Segment Start: Selected extract

Bernadeth is an extraterrestrial supervillainess appearing in comic books published by DC Comics.

Publication history
She first appeared in Mister Miracle #6 (February 1972) and was created by Jack Kirby.

Fictional character biography
Co-leader of the Female Furies, Bernadeth wields a "fahren-knife" that burns her victims from the inside. As the sister of Darkseid's servant, Desaad, Bernadeth is both notorious and feared by the masses of Apokolips. She was one of the first Furies to be recruited, though Bernadeth hated being led by others. When Big Barda left for Earth to be with Mister Miracle, Bernadeth joined her alongside Lashina, Stompa, and Mad Harriet for a brief period of time.

Segment End: Selected extract
Segment Start: Listed records

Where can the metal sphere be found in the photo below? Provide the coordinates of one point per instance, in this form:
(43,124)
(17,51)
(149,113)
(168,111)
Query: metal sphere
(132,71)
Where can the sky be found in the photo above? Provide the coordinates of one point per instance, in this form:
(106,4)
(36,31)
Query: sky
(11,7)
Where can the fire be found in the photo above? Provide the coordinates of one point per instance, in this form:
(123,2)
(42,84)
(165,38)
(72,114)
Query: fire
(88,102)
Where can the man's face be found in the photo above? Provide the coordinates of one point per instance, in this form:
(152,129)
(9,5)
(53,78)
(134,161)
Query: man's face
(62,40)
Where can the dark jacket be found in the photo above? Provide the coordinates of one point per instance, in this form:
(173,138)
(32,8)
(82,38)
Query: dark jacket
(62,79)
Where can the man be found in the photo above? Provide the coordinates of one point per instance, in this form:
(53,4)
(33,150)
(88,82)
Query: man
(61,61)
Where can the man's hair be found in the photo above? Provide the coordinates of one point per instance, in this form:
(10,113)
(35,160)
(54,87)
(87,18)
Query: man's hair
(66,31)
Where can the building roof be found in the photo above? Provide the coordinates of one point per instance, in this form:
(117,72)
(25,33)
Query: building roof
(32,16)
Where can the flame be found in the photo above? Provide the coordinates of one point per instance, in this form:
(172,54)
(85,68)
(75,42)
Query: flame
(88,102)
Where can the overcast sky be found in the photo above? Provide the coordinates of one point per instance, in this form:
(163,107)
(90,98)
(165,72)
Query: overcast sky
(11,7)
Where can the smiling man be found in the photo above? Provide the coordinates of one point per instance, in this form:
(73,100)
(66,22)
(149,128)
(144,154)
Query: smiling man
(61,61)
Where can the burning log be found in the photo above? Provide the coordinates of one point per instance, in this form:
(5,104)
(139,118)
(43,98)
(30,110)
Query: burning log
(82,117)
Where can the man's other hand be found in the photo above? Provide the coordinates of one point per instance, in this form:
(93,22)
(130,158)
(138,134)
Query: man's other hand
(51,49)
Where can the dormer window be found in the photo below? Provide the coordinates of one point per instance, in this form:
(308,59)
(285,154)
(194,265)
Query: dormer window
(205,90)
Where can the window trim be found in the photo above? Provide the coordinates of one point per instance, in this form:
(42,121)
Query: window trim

Segment End: Listed records

§ Problems to solve
• 1. Rewrite everything from "Bernadeth is an" down to "period of time." in the Bernadeth text, swapping "Female Furies" for "Furies".
• 2. According to the Bernadeth text, in which comic book issue did she first appear?

§ Answers
• 1.
Bernadeth is an extraterrestrial supervillainess appearing in comic books published by DC Comics.

Publication history
She first appeared in Mister Miracle #6 (February 1972) and was created by Jack Kirby.

Fictional character biography
Co-leader of the Furies, Bernadeth wields a "fahren-knife" that burns her victims from the inside. As the sister of Darkseid's servant, Desaad, Bernadeth is both notorious and feared by the masses of Apokolips. She was one of the first Furies to be recruited, though Bernadeth hated being led by others. When Big Barda left for Earth to be with Mister Miracle, Bernadeth joined her alongside Lashina, Stompa, and Mad Harriet for a brief period of time.

• 2. Mister Miracle #6 (February 1972)